*What you have to do:*
Could you reproduce, word for word and in full, the text below about COVID-19 treatment approaches and the CONNECTS initiative?

*Selected passage:*
* * *

The Approaches to Prevent and Treat COVID-19 table features two rows and three columns including the type of treatment approach, how it works in the body, and examples of each. The virus-targeted approach targets the virus itself to prevent it from infecting or multiplying. Examples include monoclonal antibodies and hyperimmune globulin. Monoclonal antibodies target cells in the heart, lungs, blood, or blood vessels to reduce the impact of the virus on the body. Hyperimmune globulin uses plasma from people who have recovered from COVID-19 to try and build “passive” immunity in others who are at risk of a serious infection. Host-targeted approaches seek to limit damage to the body from the viral infection. Examples include anticoagulation therapies and immunomodulation. Anticoagulation therapies involve using medicines to break apart and prevent blood clots in veins and arteries. Immunomodulation involves using medicines to activate or suppress the immune system’s response to the virus.

 

The CONNECTS initiative will also leverage process, data, and biospecimens from existing observational cohort studies. This will help establish a cohort of cohorts that will study the characteristics of people who do and do not develop SARS-CoV-2, the virus that causes COVID-19. This can help us identify risk factors, inform strategies for prevention, and suggest biomarkers of infection to improve patient outcomes.

How does CONNECTS align with other COVID-19 programs?

* * *

*Extracted entries:*
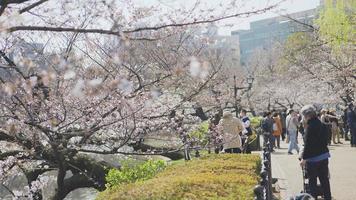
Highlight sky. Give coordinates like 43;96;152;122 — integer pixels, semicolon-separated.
135;0;320;35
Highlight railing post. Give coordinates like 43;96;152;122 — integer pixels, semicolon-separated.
254;135;273;200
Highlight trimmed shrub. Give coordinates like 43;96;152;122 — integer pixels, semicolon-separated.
105;160;166;188
98;154;260;200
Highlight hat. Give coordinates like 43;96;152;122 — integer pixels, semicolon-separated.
223;112;233;118
300;105;316;116
287;109;294;114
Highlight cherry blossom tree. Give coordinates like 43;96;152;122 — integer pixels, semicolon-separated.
0;0;277;199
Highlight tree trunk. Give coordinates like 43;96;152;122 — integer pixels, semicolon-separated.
53;146;67;200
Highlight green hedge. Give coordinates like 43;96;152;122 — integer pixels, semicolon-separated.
105;160;166;188
98;154;260;200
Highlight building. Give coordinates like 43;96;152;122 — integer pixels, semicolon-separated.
231;9;317;66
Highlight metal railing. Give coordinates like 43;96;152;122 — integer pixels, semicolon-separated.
254;134;273;200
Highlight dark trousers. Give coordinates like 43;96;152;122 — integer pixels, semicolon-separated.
281;128;287;141
307;159;331;200
225;148;241;153
350;128;356;145
273;136;281;148
263;132;274;151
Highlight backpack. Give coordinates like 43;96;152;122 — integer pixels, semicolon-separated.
261;119;270;132
273;123;278;131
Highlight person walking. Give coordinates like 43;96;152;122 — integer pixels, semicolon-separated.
279;110;287;141
329;110;342;144
300;105;331;200
240;109;252;136
320;109;332;145
347;103;356;147
261;111;274;152
218;112;244;153
286;110;299;155
273;113;283;149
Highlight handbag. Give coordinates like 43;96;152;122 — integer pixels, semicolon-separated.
286;131;290;143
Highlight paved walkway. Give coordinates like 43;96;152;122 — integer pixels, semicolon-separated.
272;135;356;200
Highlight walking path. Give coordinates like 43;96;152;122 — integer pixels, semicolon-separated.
272;135;356;200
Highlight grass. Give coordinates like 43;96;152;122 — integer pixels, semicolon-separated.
98;154;260;200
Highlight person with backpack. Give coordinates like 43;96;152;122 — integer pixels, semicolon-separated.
286;110;299;155
240;109;252;136
261;112;274;152
300;105;331;200
218;112;244;153
273;113;283;149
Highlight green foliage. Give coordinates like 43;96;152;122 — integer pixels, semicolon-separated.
105;160;166;188
315;0;356;51
98;154;261;200
189;121;209;145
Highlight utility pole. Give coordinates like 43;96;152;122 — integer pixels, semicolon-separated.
234;75;239;117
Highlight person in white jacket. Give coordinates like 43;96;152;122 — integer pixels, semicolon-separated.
219;112;244;153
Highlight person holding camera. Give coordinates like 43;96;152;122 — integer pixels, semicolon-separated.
300;105;331;200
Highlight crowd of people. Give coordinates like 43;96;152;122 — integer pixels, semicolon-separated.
261;103;356;154
214;103;356;200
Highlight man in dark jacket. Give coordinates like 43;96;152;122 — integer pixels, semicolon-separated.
347;103;356;147
300;105;331;200
261;111;274;151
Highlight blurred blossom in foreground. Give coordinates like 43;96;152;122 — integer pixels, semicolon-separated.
119;79;133;95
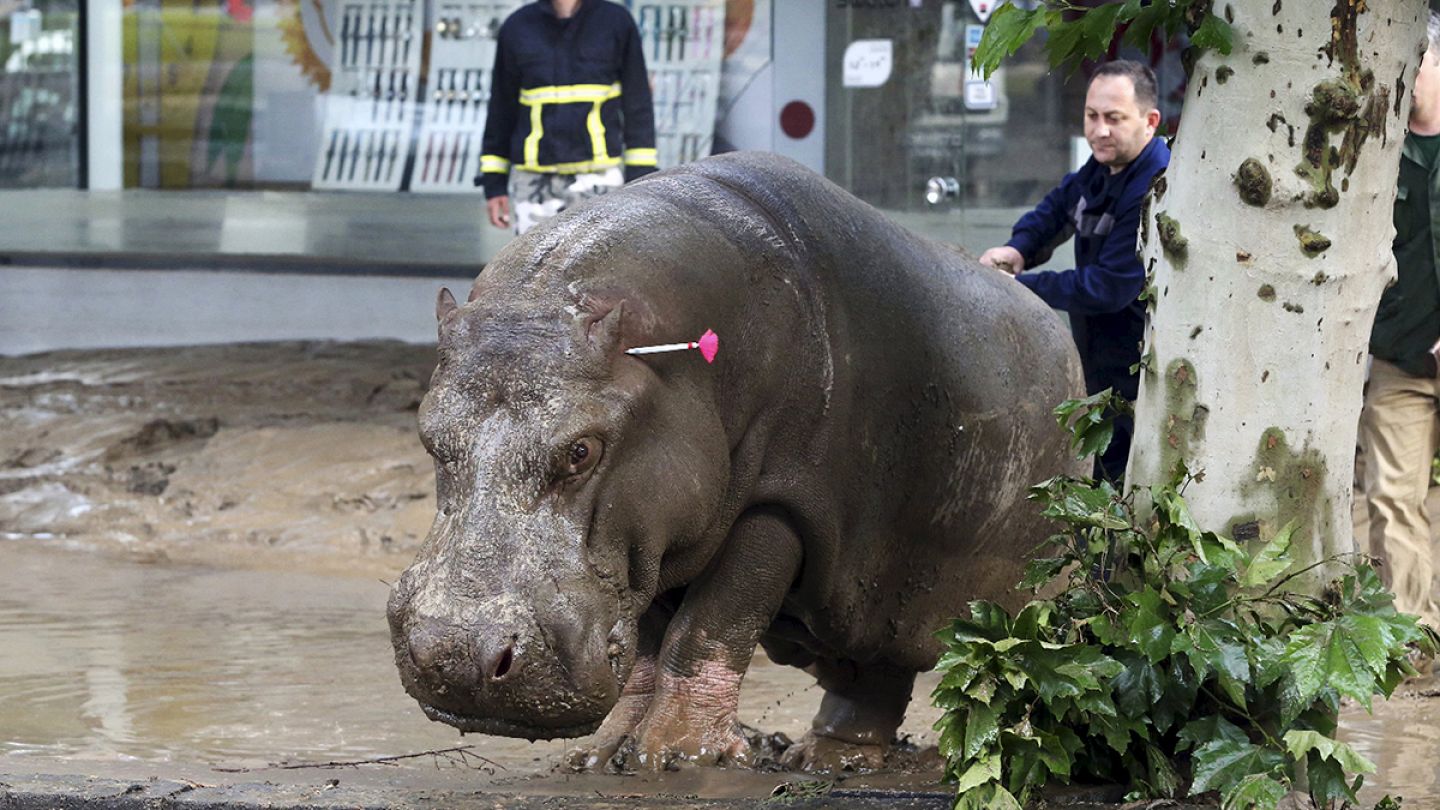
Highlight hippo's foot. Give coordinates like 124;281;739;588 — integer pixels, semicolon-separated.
611;715;750;773
564;695;649;773
780;732;890;774
566;650;655;773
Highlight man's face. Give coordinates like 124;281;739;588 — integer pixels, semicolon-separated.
1084;76;1161;172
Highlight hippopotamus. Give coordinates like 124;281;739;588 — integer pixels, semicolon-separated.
387;153;1083;768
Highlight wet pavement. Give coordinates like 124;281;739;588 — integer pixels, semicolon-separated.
0;337;1440;810
0;539;1440;810
0;539;943;807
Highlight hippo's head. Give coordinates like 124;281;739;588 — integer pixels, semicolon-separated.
389;282;729;739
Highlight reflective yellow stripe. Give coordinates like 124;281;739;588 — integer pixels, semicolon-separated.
526;104;544;166
520;82;621;105
516;157;621;174
585;101;611;160
625;148;660;166
480;154;510;174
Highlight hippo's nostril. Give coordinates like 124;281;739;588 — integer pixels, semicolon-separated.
490;644;516;680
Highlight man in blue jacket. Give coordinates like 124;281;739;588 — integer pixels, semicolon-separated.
981;61;1169;480
475;0;655;233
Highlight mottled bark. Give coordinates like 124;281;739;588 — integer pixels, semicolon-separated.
1129;0;1426;579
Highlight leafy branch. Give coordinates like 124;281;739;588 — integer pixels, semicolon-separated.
933;395;1436;809
973;0;1233;79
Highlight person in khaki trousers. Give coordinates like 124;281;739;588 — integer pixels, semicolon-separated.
1359;12;1440;630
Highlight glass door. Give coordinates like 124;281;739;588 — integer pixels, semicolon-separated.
0;0;81;189
825;0;1084;255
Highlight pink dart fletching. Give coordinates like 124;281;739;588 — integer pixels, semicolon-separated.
700;329;720;363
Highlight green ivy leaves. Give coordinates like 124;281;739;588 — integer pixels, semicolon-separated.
935;396;1434;809
973;0;1231;79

* * *

*Result for this task:*
The Approaches to Prevent and Treat COVID-19 table features two rows and three columns including the type of treatment approach, how it works in the body, and examples of each. The virus-targeted approach targets the virus itself to prevent it from infecting or multiplying. Examples include monoclonal antibodies and hyperimmune globulin. Monoclonal antibodies target cells in the heart, lungs, blood, or blood vessels to reduce the impact of the virus on the body. Hyperimmune globulin uses plasma from people who have recovered from COVID-19 to try and build “passive” immunity in others who are at risk of a serious infection. Host-targeted approaches seek to limit damage to the body from the viral infection. Examples include anticoagulation therapies and immunomodulation. Anticoagulation therapies involve using medicines to break apart and prevent blood clots in veins and arteries. Immunomodulation involves using medicines to activate or suppress the immune system’s response to the virus.

 

The CONNECTS initiative will also leverage process, data, and biospecimens from existing observational cohort studies. This will help establish a cohort of cohorts that will study the characteristics of people who do and do not develop SARS-CoV-2, the virus that causes COVID-19. This can help us identify risk factors, inform strategies for prevention, and suggest biomarkers of infection to improve patient outcomes.

How does CONNECTS align with other COVID-19 programs?